Work to complete
Reproduce each line of the following material exactly, omitting the images.

Extracted records
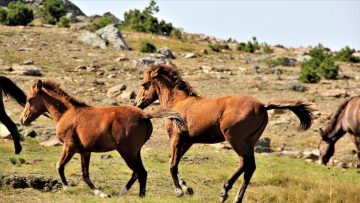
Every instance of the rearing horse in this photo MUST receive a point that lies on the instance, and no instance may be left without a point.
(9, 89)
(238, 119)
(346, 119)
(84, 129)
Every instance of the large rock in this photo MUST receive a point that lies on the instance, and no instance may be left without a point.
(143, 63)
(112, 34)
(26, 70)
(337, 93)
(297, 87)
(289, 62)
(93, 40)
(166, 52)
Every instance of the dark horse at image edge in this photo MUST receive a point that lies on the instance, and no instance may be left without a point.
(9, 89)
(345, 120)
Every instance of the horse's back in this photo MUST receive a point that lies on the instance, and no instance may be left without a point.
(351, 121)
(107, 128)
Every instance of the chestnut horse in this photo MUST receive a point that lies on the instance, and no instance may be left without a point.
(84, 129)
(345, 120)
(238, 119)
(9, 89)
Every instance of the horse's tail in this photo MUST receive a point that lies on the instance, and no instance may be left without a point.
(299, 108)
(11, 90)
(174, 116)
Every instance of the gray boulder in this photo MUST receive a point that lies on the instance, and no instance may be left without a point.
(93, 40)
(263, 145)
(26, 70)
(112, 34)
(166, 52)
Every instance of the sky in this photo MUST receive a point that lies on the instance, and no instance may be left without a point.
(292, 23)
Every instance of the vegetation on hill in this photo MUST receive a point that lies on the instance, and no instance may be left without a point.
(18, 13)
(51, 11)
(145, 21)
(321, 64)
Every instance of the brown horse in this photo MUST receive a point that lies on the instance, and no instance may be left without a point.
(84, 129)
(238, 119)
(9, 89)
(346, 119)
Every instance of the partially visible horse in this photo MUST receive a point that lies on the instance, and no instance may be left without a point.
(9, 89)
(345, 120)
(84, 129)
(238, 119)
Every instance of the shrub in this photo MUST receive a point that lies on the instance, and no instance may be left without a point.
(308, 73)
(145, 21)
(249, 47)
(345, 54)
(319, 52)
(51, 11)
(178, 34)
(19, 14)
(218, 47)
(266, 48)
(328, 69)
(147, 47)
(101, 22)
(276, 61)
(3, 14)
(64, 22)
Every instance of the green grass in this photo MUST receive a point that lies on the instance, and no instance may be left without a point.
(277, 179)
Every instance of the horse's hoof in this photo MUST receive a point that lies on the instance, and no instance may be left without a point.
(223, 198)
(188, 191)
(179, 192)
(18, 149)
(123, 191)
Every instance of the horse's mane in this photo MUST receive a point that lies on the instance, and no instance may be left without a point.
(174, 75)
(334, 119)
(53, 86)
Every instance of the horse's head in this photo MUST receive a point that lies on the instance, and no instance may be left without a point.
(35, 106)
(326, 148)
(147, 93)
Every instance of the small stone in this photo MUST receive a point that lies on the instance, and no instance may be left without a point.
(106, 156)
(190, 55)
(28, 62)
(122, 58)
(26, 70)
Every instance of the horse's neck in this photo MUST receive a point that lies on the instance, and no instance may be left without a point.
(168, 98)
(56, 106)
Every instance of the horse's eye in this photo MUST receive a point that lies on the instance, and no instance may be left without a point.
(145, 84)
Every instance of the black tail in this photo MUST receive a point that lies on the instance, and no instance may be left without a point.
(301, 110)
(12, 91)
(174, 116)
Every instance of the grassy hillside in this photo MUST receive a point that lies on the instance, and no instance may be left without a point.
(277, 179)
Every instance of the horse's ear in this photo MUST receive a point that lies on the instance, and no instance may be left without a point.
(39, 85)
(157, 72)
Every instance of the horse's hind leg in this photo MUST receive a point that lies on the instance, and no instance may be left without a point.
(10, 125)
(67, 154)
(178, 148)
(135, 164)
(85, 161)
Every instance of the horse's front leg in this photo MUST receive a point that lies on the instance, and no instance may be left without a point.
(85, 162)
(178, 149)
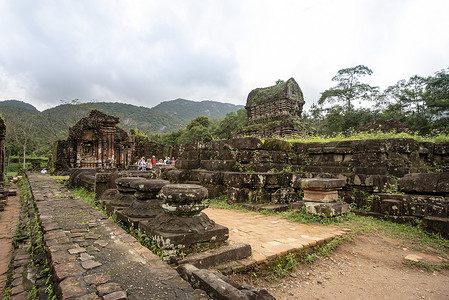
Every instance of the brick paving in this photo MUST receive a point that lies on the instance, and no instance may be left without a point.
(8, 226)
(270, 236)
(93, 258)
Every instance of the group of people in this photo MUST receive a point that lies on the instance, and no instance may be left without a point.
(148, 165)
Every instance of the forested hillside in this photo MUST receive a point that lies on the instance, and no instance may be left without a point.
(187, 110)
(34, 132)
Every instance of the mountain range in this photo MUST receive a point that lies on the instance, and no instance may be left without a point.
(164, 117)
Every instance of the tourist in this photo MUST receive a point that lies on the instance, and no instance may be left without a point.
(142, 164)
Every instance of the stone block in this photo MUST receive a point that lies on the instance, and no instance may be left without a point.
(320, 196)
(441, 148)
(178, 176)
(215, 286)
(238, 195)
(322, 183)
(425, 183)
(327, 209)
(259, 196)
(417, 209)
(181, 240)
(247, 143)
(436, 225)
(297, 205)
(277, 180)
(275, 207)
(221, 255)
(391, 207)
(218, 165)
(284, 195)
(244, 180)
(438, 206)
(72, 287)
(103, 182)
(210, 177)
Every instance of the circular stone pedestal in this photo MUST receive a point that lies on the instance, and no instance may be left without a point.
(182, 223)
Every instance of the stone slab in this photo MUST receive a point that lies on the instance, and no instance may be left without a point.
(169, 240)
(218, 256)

Task output
Every instance of the rearing horse in this photo MUST receive a point that lies on the instance, and no instance may be left without a point.
(9, 89)
(238, 119)
(346, 119)
(84, 129)
Every instance of the large rock in this photo MUST receive a point that lies on the instance, and no instance may be left without a point.
(143, 63)
(112, 34)
(26, 70)
(337, 93)
(297, 87)
(289, 62)
(93, 40)
(166, 52)
Every instance of the dark horse at image edge in this photo MUST receive a point that lies on the instance, and no instance may be left without a point.
(9, 89)
(345, 120)
Every instance of the horse's back in this photo MUST receive a point that lies on the instance, and no instance may be left without a point.
(351, 121)
(107, 128)
Every instance of the chestnut horse in this photo MUST receive a point that lies on the instance, and no instance may be left without a point.
(84, 129)
(345, 120)
(238, 119)
(9, 89)
Every instance of the horse's tail in this photo MUST receive a point that lies on the instance, and no instance may be left without a point.
(299, 108)
(11, 90)
(174, 116)
Every instance of the gray boulder in this photo MUST receive a point that lies on the instance, and no instance may be left without a point.
(93, 40)
(263, 145)
(26, 70)
(112, 34)
(166, 52)
Every instance of the sky in this photo MUST receive a point that lies on the instance, and no instance may be left without a point.
(292, 23)
Every instance of the vegetation on hill in this photo MUST receive a point that lies on the instance, and no instance may be left without a point.
(18, 13)
(51, 11)
(145, 21)
(321, 64)
Every instance of the brown horse in this photo MUST receive a point that lies on the instance, and no instance may be left without a point.
(84, 129)
(238, 119)
(9, 89)
(346, 119)
Every instance of the partially visible horse in this photo MUST receive a point that lies on the instance, and no instance may be left without a point.
(9, 89)
(345, 120)
(84, 129)
(238, 119)
Every instance of the shrub in this photo MUST receive a point that lies on the instance, and no instance may be left without a point.
(308, 73)
(145, 21)
(249, 47)
(345, 54)
(319, 52)
(51, 11)
(178, 34)
(19, 14)
(218, 47)
(266, 48)
(328, 69)
(147, 47)
(101, 22)
(276, 61)
(3, 14)
(64, 22)
Every instance of the green grass in this photo MUST receive a point that lies on the instance, and no instance may be left without a point.
(277, 179)
Every instance of the horse's hoof in this photo MUST receive a point that lies on the instance, and no instance may be left without a point.
(223, 198)
(188, 191)
(179, 192)
(18, 149)
(123, 191)
Every instance of the horse's mane in this photo MUST receive a point that lies on the instance, and no instance may be left without a point.
(174, 75)
(334, 119)
(53, 86)
Every instance of the horse's head in this photo MUST receive a point that lies on the instance, and no instance may be left without a point.
(35, 106)
(326, 148)
(147, 93)
Every instance of the small stone in this photo MUST receive a point that lies on the instance, and no instance may be left without a point.
(106, 156)
(190, 55)
(28, 62)
(122, 58)
(26, 70)
Every instance of the horse's neck in this photo MUST receive a point that lies on the instance, and no instance may be left without a point.
(168, 98)
(56, 106)
Every instance of the horse's eye in this photo MUST receive a point that lies on the instance, and no instance may be left without a point.
(145, 84)
Every instance of the black tail in this photo MUST receive a point that lies on the instance, and no instance may be left without a point.
(301, 110)
(12, 91)
(174, 116)
Every instance of the grassy hillside in this photo MUST receive a point that lies on the instance, and no instance may be left without a point.
(277, 179)
Every instance of the horse's ear in this photo MUST receive a point that lies on the instance, and no instance may be left without a point.
(39, 85)
(157, 72)
Every instance of the horse's hind leg in this photo MUST receive a point that lies on the instance, and no instance may be left without a point.
(10, 125)
(67, 154)
(178, 148)
(135, 164)
(85, 161)
Every instance of the horse's front leg in this photo MUST receive a point that lies on the instance, and no instance may be left without a point.
(85, 162)
(178, 149)
Every instance of the brick paving in this photo MUST receive a point that lies on the instance, and no instance may be left without a point.
(8, 226)
(270, 236)
(93, 258)
Every instance of the group of people in this photo MUST receive a point that lies on the instance, and no instance may be left without a point.
(148, 165)
Every instance of the forested hillside in this photo MUST receive a point that lies on the instance, and no instance may be left without a point.
(187, 110)
(34, 132)
Every instance of the mountain range in this photo MUST receive a point that lies on the instance, and no instance may be left without a point.
(164, 117)
Every instance of the tourist in this photo MUST receive a point that lies on the instance, and no instance may be left without a point.
(142, 164)
Every instance of the stone block in this photo MUST receive a point that lies on the instance, and no instance may be left without a point.
(320, 196)
(441, 148)
(178, 176)
(215, 286)
(238, 195)
(322, 183)
(425, 183)
(327, 209)
(259, 196)
(417, 209)
(181, 240)
(247, 143)
(436, 225)
(297, 205)
(277, 180)
(275, 207)
(221, 255)
(391, 207)
(218, 165)
(284, 195)
(244, 180)
(438, 206)
(72, 287)
(103, 182)
(210, 177)
Every instance of the circular stone pedestal in this photo MUST receive a point that lies on the instance, and no instance may be left without a point.
(182, 223)
Every instance of the stone slab in this photo MUST receive a point that lies on the instance, and no instance may be left without a point.
(169, 240)
(218, 256)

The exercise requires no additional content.